[Rows]:
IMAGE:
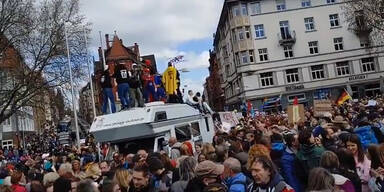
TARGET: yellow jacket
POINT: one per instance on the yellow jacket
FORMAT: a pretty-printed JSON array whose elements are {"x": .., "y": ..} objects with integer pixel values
[{"x": 169, "y": 80}]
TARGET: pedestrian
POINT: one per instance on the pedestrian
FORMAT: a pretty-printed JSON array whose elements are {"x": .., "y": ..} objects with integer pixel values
[
  {"x": 122, "y": 76},
  {"x": 266, "y": 177},
  {"x": 289, "y": 161},
  {"x": 207, "y": 178},
  {"x": 363, "y": 164},
  {"x": 186, "y": 173},
  {"x": 320, "y": 180},
  {"x": 123, "y": 178},
  {"x": 106, "y": 85},
  {"x": 330, "y": 161},
  {"x": 234, "y": 179},
  {"x": 135, "y": 88},
  {"x": 170, "y": 83}
]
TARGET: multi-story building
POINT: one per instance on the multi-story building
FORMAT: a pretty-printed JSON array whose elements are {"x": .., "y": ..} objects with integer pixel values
[{"x": 271, "y": 49}]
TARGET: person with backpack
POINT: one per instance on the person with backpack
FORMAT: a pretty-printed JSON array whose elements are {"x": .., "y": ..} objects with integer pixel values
[
  {"x": 308, "y": 155},
  {"x": 235, "y": 180},
  {"x": 266, "y": 177},
  {"x": 122, "y": 76}
]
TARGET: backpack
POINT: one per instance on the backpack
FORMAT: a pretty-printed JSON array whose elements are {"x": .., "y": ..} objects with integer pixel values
[{"x": 215, "y": 187}]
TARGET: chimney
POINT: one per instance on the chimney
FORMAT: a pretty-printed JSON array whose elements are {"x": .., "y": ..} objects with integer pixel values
[
  {"x": 136, "y": 50},
  {"x": 107, "y": 40}
]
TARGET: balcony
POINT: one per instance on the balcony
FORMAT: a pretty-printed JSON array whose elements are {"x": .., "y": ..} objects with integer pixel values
[
  {"x": 360, "y": 26},
  {"x": 287, "y": 37}
]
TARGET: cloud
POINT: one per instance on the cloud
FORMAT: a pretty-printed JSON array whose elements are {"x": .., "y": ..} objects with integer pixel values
[
  {"x": 155, "y": 25},
  {"x": 192, "y": 60}
]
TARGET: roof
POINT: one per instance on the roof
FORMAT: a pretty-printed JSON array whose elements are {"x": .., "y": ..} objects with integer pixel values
[
  {"x": 137, "y": 122},
  {"x": 118, "y": 51}
]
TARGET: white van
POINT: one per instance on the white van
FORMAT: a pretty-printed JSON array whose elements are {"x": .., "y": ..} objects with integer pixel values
[{"x": 150, "y": 127}]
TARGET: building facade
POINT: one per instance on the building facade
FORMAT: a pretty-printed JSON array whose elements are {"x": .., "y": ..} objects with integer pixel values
[{"x": 276, "y": 50}]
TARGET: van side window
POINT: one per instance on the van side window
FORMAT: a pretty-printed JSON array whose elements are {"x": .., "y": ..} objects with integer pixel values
[
  {"x": 160, "y": 116},
  {"x": 195, "y": 129},
  {"x": 183, "y": 133}
]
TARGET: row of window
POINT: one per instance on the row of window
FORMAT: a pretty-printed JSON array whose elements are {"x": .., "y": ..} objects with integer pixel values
[
  {"x": 318, "y": 72},
  {"x": 246, "y": 57},
  {"x": 284, "y": 27},
  {"x": 255, "y": 7}
]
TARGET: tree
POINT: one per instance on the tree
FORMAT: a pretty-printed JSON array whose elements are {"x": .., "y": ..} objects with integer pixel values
[
  {"x": 366, "y": 19},
  {"x": 33, "y": 47}
]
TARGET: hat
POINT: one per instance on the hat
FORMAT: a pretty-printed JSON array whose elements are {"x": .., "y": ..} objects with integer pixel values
[
  {"x": 209, "y": 168},
  {"x": 339, "y": 119},
  {"x": 154, "y": 164}
]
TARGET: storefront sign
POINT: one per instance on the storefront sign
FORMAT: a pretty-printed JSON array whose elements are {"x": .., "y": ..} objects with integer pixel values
[
  {"x": 357, "y": 77},
  {"x": 294, "y": 87}
]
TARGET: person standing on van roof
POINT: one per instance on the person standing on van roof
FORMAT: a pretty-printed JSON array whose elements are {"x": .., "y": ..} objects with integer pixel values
[
  {"x": 170, "y": 83},
  {"x": 175, "y": 148},
  {"x": 106, "y": 85},
  {"x": 122, "y": 76}
]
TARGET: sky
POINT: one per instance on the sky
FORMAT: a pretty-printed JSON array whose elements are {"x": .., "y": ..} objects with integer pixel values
[{"x": 165, "y": 28}]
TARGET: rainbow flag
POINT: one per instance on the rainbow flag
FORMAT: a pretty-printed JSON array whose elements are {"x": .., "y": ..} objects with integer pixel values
[{"x": 344, "y": 97}]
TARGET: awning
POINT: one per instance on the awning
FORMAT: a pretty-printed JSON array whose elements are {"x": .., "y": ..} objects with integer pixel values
[{"x": 123, "y": 133}]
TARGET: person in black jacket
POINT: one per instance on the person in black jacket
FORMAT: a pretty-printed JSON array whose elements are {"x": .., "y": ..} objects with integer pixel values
[
  {"x": 122, "y": 76},
  {"x": 106, "y": 85}
]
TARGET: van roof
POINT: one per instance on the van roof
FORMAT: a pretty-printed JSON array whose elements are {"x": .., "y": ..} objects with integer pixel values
[{"x": 137, "y": 122}]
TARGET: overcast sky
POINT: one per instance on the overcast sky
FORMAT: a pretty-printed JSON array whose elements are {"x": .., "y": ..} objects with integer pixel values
[{"x": 166, "y": 28}]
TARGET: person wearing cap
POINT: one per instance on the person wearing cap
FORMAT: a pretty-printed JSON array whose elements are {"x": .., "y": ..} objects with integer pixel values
[
  {"x": 135, "y": 87},
  {"x": 170, "y": 82},
  {"x": 207, "y": 177},
  {"x": 234, "y": 179},
  {"x": 106, "y": 85},
  {"x": 141, "y": 179},
  {"x": 122, "y": 76},
  {"x": 308, "y": 155},
  {"x": 266, "y": 177},
  {"x": 148, "y": 86}
]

[Exercise description]: Write the listing above out again exactly, dropping each image.

[Task answer]:
IMAGE:
TARGET: yellow jacket
POINT: one per instance on the yellow jacket
FORMAT: a pretty-printed JSON array whose elements are {"x": .., "y": ..} objects with integer pixel values
[{"x": 169, "y": 80}]
TARGET: pedestrian
POINT: one per instance on the pedestrian
FORMAT: a pretty-printed JSON array whose elements are {"x": .., "y": ..} objects with integer pixel values
[
  {"x": 122, "y": 76},
  {"x": 266, "y": 177},
  {"x": 289, "y": 161},
  {"x": 207, "y": 178},
  {"x": 363, "y": 164},
  {"x": 186, "y": 173},
  {"x": 320, "y": 180},
  {"x": 123, "y": 178},
  {"x": 106, "y": 85},
  {"x": 330, "y": 161},
  {"x": 234, "y": 179},
  {"x": 135, "y": 88},
  {"x": 170, "y": 83}
]
TARGET: multi-story building
POINT: one per instance on the multi-story building
FORMAT: a pretty-printed JSON array whose elements are {"x": .., "y": ..} objects with integer pixel values
[{"x": 271, "y": 49}]
TARGET: person with backpack
POINT: one per instance on the person with backpack
FORMAT: a pretty-printed JSON array whose elements are {"x": .., "y": ..} objects with integer pixel values
[
  {"x": 308, "y": 155},
  {"x": 235, "y": 180},
  {"x": 266, "y": 177},
  {"x": 122, "y": 76}
]
TARGET: backpack
POINT: one per instance on the backpack
FORMAT: a pretty-printed JSON array whose elements are {"x": .., "y": ..} objects with integer pixel values
[{"x": 215, "y": 187}]
TARGET: chimney
POINT: one per instance on the chimney
FORMAT: a pretty-printed JSON array whose elements are {"x": .., "y": ..} objects with integer pixel values
[
  {"x": 136, "y": 50},
  {"x": 107, "y": 40}
]
TARGET: balcony
POINT: one per instance on the balcony
FORMAT: a pretty-printed JSON array whose elements are {"x": .., "y": ..} objects with integer pixel values
[
  {"x": 360, "y": 26},
  {"x": 287, "y": 37}
]
TARGET: cloud
POINT: one per instance on the cloud
FORMAT: a pretty-printed JSON array whose elements are {"x": .., "y": ..} objects with integer pixel values
[
  {"x": 155, "y": 25},
  {"x": 192, "y": 60}
]
TARGET: roof
POINT: one per instance on the roof
FORMAT: a pretty-printed JSON array whose elements are {"x": .., "y": ..} objects with integer pixel values
[
  {"x": 137, "y": 122},
  {"x": 118, "y": 51}
]
TARGET: white van
POINT: one per instance on the white van
FORMAT: a pretty-printed JSON array whose elements are {"x": .., "y": ..} objects with integer pixel values
[{"x": 150, "y": 127}]
TARGET: building facade
POINT: one per instance on the building facade
FORMAT: a pretty-printed JSON array whose elements are {"x": .., "y": ..} objects with integer pixel values
[{"x": 276, "y": 50}]
TARGET: van side window
POINT: one per instance on the van side window
FORMAT: a pretty-printed JSON array whose elements are {"x": .., "y": ..} objects with integer pixel values
[
  {"x": 160, "y": 116},
  {"x": 195, "y": 129},
  {"x": 183, "y": 133}
]
TARGET: row of window
POINT: one per instance on the row of window
FORMAT: a pretty-printed JSON array whose elements are {"x": .., "y": ..} objects with integer pixel values
[
  {"x": 318, "y": 72},
  {"x": 246, "y": 57},
  {"x": 284, "y": 27},
  {"x": 255, "y": 7}
]
TARGET: tree
POINT: one per instance on the tree
FORMAT: a pretty-printed JSON array whose elements are {"x": .., "y": ..} objects with integer pixel values
[
  {"x": 366, "y": 19},
  {"x": 33, "y": 47}
]
TARGET: hat
POINT: one per instance on the hat
FORMAT: a pretty-printed JSON array whose elements are {"x": .., "y": ..} objects with integer pixel values
[
  {"x": 209, "y": 168},
  {"x": 339, "y": 119},
  {"x": 154, "y": 164}
]
TARGET: storefront sign
POINT: one per instance on the storefront sign
FORMAT: a pretty-printed JSON array whose elements are {"x": .., "y": ..} objects with integer pixel values
[
  {"x": 357, "y": 77},
  {"x": 294, "y": 87}
]
TARGET: person standing on van roof
POINT: one per instance on the person standing on van roof
FORMAT: a pretty-printed JSON array whose elements are {"x": .., "y": ..} objects with integer pixel values
[
  {"x": 170, "y": 83},
  {"x": 175, "y": 148},
  {"x": 106, "y": 85},
  {"x": 122, "y": 76}
]
TARGET: sky
POINT: one per instance on the sky
FORMAT: a pretty-printed JSON array whose elements are {"x": .., "y": ..} objects with integer pixel values
[{"x": 165, "y": 28}]
TARGET: rainbow flag
POINT: one per instance on the rainbow flag
FORMAT: a pretty-printed JSON array whose elements are {"x": .., "y": ..} objects with integer pixel values
[{"x": 344, "y": 97}]
TARGET: awning
POINT: one per instance on the awning
FORMAT: a pretty-printed JSON array whose elements are {"x": .., "y": ..} objects with integer pixel values
[{"x": 123, "y": 133}]
TARGET: person in black jacket
POINT: one per instance on the person in black jacket
FORMAT: a pretty-printed JSON array whose elements are {"x": .., "y": ..} objects with integer pixel values
[
  {"x": 122, "y": 76},
  {"x": 106, "y": 85}
]
TARGET: van roof
POINT: one per instance on the van roof
FORMAT: a pretty-printed JSON array whose elements are {"x": .., "y": ..} objects with integer pixel values
[{"x": 137, "y": 122}]
TARGET: overcast sky
POINT: one per instance on the overcast sky
FORMAT: a pretty-printed JSON array whose elements are {"x": .., "y": ..} objects with integer pixel values
[{"x": 166, "y": 28}]
TARGET: person wearing cap
POINT: one per instance on the person wearing cap
FORMAT: a pretty-printed JSON array whose elements are {"x": .., "y": ..} objects with integer pixel values
[
  {"x": 135, "y": 87},
  {"x": 170, "y": 82},
  {"x": 207, "y": 177},
  {"x": 234, "y": 179},
  {"x": 106, "y": 85},
  {"x": 141, "y": 179},
  {"x": 122, "y": 76},
  {"x": 308, "y": 155},
  {"x": 266, "y": 177},
  {"x": 148, "y": 86}
]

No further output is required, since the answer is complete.